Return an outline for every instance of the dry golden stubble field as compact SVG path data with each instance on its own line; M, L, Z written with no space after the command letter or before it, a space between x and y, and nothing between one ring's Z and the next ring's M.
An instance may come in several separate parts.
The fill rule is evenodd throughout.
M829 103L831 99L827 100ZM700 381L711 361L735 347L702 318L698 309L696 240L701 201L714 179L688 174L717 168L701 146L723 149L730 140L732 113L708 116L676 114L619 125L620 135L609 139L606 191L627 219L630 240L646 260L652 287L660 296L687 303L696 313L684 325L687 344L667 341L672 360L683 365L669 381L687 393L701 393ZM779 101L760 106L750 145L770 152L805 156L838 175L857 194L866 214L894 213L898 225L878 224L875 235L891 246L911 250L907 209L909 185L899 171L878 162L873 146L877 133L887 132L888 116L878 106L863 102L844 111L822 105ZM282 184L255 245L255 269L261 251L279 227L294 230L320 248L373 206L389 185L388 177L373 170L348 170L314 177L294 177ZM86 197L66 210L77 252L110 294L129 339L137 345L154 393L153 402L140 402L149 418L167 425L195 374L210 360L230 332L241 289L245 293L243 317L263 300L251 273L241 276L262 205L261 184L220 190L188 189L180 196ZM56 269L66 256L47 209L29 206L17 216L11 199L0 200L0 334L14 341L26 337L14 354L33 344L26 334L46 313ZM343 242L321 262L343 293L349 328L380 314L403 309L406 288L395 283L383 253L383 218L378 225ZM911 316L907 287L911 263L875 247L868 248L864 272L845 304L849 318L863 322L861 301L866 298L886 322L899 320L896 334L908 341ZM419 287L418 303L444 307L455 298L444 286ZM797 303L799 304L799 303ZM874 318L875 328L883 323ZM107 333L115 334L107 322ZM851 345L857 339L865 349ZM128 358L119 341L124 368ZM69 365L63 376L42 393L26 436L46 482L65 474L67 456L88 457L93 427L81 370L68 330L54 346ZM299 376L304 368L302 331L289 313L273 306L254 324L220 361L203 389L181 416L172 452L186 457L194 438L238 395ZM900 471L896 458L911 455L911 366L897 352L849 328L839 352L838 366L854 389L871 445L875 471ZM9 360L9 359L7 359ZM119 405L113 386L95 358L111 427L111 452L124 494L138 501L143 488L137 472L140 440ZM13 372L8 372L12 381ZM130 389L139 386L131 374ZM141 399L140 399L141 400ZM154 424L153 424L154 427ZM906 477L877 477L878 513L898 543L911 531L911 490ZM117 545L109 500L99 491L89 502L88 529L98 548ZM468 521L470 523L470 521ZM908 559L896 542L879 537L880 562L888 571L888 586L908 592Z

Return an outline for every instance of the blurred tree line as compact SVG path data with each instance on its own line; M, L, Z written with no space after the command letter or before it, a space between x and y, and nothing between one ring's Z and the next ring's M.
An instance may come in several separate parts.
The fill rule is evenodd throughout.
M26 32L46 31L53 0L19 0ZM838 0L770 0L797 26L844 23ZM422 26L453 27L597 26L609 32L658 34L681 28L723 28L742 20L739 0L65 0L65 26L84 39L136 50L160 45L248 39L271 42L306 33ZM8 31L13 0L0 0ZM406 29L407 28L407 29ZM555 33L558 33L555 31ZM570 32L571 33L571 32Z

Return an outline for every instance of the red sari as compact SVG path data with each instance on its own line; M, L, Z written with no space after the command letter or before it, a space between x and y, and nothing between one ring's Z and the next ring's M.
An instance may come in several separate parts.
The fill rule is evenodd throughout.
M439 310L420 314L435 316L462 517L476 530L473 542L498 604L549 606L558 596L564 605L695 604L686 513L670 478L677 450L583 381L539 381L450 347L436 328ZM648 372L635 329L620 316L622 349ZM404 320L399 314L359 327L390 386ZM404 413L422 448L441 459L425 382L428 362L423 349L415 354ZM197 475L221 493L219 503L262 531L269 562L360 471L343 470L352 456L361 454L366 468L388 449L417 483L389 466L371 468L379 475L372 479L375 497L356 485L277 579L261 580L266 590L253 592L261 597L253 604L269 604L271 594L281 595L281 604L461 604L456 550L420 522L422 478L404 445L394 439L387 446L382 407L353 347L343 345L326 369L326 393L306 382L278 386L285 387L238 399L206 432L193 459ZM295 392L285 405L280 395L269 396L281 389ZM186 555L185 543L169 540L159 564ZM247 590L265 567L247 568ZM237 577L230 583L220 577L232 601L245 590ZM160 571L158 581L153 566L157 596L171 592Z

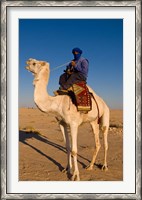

* * * *

§ Task statement: Count the lines in the data above that contain the string "written", with case counting. Reply with the number only.

§ Response for this exercise: 3